### Task item
Can you transcribe the data exactly? Leave the pictures out.

### Dataset excerpts
****************
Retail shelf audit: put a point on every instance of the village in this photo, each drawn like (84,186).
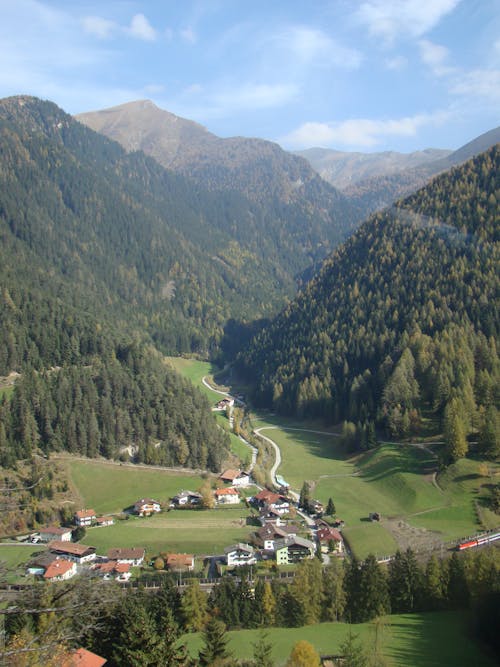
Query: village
(281,535)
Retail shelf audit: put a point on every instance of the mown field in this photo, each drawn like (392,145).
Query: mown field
(406,640)
(195,370)
(184,531)
(396,480)
(109,488)
(14,559)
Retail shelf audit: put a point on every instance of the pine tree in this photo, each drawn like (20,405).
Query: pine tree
(215,643)
(353,654)
(455,435)
(330,508)
(194,607)
(334,597)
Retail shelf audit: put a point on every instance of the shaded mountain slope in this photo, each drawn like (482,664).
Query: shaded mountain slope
(405,313)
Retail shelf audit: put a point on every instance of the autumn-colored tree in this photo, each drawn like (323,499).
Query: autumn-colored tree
(303,655)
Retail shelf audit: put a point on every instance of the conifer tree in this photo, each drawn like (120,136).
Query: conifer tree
(215,643)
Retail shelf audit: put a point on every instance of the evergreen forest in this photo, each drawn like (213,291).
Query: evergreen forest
(401,322)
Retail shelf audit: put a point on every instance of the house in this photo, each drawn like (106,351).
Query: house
(104,521)
(180,562)
(85,517)
(316,507)
(83,658)
(225,403)
(270,516)
(270,500)
(60,570)
(240,554)
(266,536)
(227,496)
(235,477)
(146,507)
(112,568)
(327,536)
(187,498)
(292,550)
(55,533)
(80,553)
(134,556)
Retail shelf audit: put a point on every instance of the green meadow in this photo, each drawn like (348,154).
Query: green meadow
(406,640)
(183,531)
(399,481)
(109,488)
(14,558)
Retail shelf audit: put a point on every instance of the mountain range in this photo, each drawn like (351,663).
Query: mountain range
(401,319)
(376,180)
(104,249)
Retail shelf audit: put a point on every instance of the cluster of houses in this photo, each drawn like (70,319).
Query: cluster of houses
(276,539)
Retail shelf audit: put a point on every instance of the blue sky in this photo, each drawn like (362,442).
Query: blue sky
(364,75)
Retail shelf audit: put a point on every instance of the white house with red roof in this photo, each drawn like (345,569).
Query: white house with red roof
(55,533)
(85,517)
(146,507)
(235,477)
(60,569)
(227,496)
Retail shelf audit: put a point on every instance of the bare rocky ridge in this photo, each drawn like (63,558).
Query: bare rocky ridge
(344,169)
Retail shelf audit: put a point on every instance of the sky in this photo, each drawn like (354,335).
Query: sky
(352,75)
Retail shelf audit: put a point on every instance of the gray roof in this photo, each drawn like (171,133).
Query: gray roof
(239,547)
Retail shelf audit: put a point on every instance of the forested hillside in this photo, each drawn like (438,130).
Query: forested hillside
(380,191)
(402,318)
(296,217)
(101,252)
(130,403)
(116,236)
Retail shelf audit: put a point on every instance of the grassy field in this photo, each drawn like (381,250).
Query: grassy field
(184,531)
(15,558)
(109,488)
(195,371)
(397,481)
(6,391)
(416,640)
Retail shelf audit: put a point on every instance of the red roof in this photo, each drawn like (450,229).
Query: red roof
(58,567)
(180,560)
(55,530)
(229,475)
(83,658)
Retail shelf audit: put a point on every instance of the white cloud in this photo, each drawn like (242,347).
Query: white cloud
(390,19)
(141,28)
(359,132)
(479,83)
(435,57)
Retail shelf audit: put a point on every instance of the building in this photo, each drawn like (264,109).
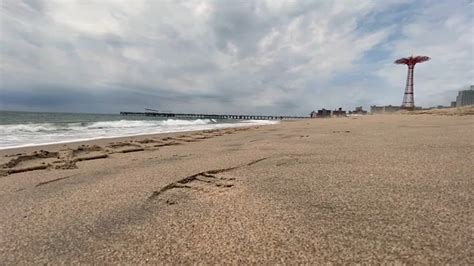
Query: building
(465,97)
(374,109)
(359,111)
(324,113)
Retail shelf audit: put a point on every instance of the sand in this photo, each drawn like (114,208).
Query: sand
(371,189)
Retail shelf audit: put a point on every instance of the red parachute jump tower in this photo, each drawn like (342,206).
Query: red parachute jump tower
(408,99)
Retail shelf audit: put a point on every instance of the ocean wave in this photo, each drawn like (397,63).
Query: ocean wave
(30,134)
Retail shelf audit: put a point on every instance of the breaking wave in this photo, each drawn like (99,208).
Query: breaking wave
(31,134)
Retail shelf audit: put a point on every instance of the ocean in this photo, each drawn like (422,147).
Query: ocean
(23,129)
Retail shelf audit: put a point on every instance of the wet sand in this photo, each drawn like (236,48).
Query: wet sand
(373,189)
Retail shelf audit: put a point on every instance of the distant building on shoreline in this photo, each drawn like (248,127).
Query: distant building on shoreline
(358,111)
(321,113)
(465,97)
(374,109)
(339,112)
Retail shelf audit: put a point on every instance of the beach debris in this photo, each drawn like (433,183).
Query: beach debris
(209,178)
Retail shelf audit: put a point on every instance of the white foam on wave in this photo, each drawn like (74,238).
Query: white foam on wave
(23,135)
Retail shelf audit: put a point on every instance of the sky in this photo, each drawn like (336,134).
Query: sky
(243,56)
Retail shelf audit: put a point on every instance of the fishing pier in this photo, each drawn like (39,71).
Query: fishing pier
(213,116)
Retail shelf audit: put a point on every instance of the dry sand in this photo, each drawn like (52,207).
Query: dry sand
(370,189)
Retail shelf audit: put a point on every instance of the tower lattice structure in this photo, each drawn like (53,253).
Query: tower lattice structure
(409,97)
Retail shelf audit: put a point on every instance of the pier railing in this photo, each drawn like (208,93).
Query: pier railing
(213,116)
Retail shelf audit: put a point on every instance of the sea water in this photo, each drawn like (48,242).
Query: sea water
(22,129)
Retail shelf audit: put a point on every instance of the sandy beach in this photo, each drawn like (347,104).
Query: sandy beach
(368,189)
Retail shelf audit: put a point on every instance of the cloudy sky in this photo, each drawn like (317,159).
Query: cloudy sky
(241,56)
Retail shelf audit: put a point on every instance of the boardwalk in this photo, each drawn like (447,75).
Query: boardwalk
(214,116)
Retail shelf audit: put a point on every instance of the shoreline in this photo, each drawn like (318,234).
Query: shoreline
(217,126)
(371,189)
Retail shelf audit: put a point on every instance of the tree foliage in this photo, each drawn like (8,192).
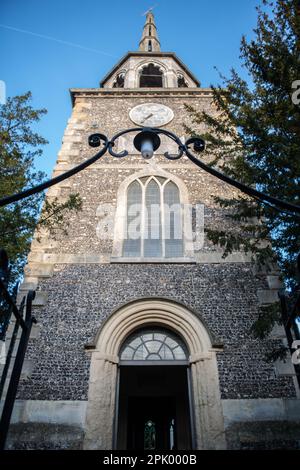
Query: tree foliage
****************
### Task response
Retail shelf audit: put a point on every instance of the village in this photo, each drawn like (84,186).
Query: village
(281,535)
Retail shelf audit: put a point on every instance of the mown field in this photo, each drawn like (392,145).
Query: mown field
(406,640)
(195,370)
(184,531)
(396,480)
(109,488)
(14,559)
Retail shelf audit: put a point on every instance of the pine tree in this photo, each drawn like (20,405).
Query: pine tree
(215,643)
(353,654)
(455,435)
(330,508)
(194,607)
(334,597)
Retail shelf audit: put a point on every instance of the shaded mountain slope in this photo, each drawn like (482,664).
Query: shaded mountain slope
(405,313)
Retail shelf audit: put a point on every instance of the autumn-colored tree in this photo, each drawn like (323,499).
Query: autumn-colored tree
(303,655)
Retail shelf audit: put a point on every instance of the conifer tree in this photo, each drawn like (120,136).
Query: conifer tree
(215,643)
Retail shelf audit: put a point on every instance of the evergreen forest in this photo, each drawn like (213,291).
Query: evergreen forest
(401,322)
Retail shelf audit: put a point on every instance of the house in this photo, each drawn like (106,351).
Query: house
(104,521)
(180,562)
(85,517)
(316,507)
(83,658)
(225,403)
(270,516)
(270,500)
(60,570)
(240,554)
(266,536)
(227,496)
(235,477)
(146,507)
(112,568)
(327,536)
(187,498)
(292,550)
(55,533)
(80,553)
(134,556)
Retail shelf audit: put a point on every instance of the green meadow in this photo, each drawn like (348,154).
Query: green meadow
(406,640)
(183,531)
(399,481)
(109,488)
(14,558)
Retail shelf audit: put a point on every instance of the mountain range in this photo, each drawn like (351,663).
Query: mountain range
(401,319)
(376,180)
(104,249)
Retail shelf audit: put a point on every instance of the cluster of houses in this photo, each drawn like (70,319).
Query: cluster of houses
(276,539)
Retail shelf audit: put a point on every instance of the blue sky in this photo, each drawn like (362,442).
Query: blue sky
(364,75)
Retail shelf audit: put a point on every instance of the white house with red roof in this photo, each drawn like (345,569).
Query: white house with red roof
(55,533)
(85,517)
(146,507)
(235,477)
(60,569)
(227,496)
Retail shelf audit: put a point on every instance of the bare rocky ridge in this photo, each drawn like (63,558).
Query: bare rocky ridge
(344,169)
Retail shelf audit: put a point on every instance of the sky in this photo, each drawn like (354,335).
Query: sky
(352,75)
Retail shelf audit: put a point on every instance of the gray roof in this photo, each drawn like (171,133).
Query: gray roof
(239,547)
Retail shelf audit: put a point on every instance of the forested hillside in this photo, each drawn like (438,130).
Query: forested hillside
(380,191)
(402,318)
(296,217)
(101,252)
(130,403)
(116,236)
Retail shelf audit: put a point on every instance of the grassy field in this photo, each drawn like (381,250).
Query: grassy field
(184,531)
(15,558)
(109,488)
(195,371)
(397,481)
(6,391)
(416,640)
Retail shelf audit: put a point on every instance of the red roof in this photo, each drawn like (450,229).
Query: red roof
(58,567)
(180,560)
(55,530)
(229,475)
(83,658)
Retail shelf audit: put a point on every instance of the white cloud in this photo, each drawn like (242,347).
Query: white cloud
(390,19)
(141,28)
(359,132)
(479,83)
(435,57)
Retail shelf audit: put a point on every instance of the building in this photo, each drawn like (264,109).
Query: building
(465,97)
(374,109)
(359,111)
(324,113)
Retail shelf audit: put a point on every instance of the sand in this photo, each drawn like (114,208).
Query: sand
(371,189)
Retail shelf audit: put a point on every instance of the red parachute jump tower in this photo, each drawn like (342,206).
Query: red parachute jump tower
(408,99)
Retail shelf audit: put a point on every instance of the ocean wave in this photo, each drawn like (397,63).
Query: ocean wave
(30,134)
Retail shelf audit: put a point on every instance of the breaking wave in this photo, each drawn like (99,208).
Query: breaking wave
(31,134)
Retail shelf audit: put a point on every instance of the ocean in this photo, each drawn like (422,147).
Query: ocean
(23,129)
Retail shelf audit: put a point on every instance of the wet sand in this photo, each drawn like (236,48).
Query: wet sand
(373,189)
Retail shelf audit: put a point on every instance of the distant building on shoreline in this photo, each drawn like (248,127).
Query: distant building on shoreline
(358,111)
(321,113)
(465,97)
(374,109)
(339,112)
Retail shelf audit: put a point on every instance of the beach debris in this photo, each drawn like (433,183).
Query: beach debris
(209,178)
Retail shelf audit: put a point on every instance of the white foam on wave in this photo, each drawn like (74,238).
Query: white foam on wave
(23,135)
Retail shelf audit: put a point on every instance of the sky in this photo, each drawn like (336,134).
Query: sky
(243,56)
Retail shelf audit: put a point on every instance of the fishing pier in this photo, each drawn like (39,71).
Query: fishing pier
(213,116)
Retail shelf audit: put a point on every instance of the dry sand in this photo, each drawn like (52,207).
Query: dry sand
(370,189)
Retail shelf audit: put a point on every instance of the tower lattice structure in this photo, each drawn like (53,253).
Query: tower lattice structure
(409,97)
Retail shelf audit: put a point on every instance of the pier railing in this photo, each drawn like (208,93).
Query: pier railing
(213,116)
Retail shelf audit: put a point on every instance of the sea water in this photo, each drawn like (48,242).
Query: sea water
(22,129)
Retail shelf audit: put a point on every instance of the sandy beach in this photo, each drawn like (347,104).
Query: sandy beach
(368,189)
Retail shelf audit: put a point on every instance of the cloudy sky in this photo, each drawn like (317,159).
Query: cloudy sky
(241,56)
Retail shelf audit: put a point on every instance of the boardwalk in this photo, each drawn like (447,75).
Query: boardwalk
(214,116)
Retail shelf audit: put a point on every instance of the shoreline in this photo, each drawn like (318,234).
Query: shoreline
(217,126)
(371,189)
Retail shelf audit: put a point on every instance of the tree foliage in this photo, each drawn like (8,192).
Query: tree foliage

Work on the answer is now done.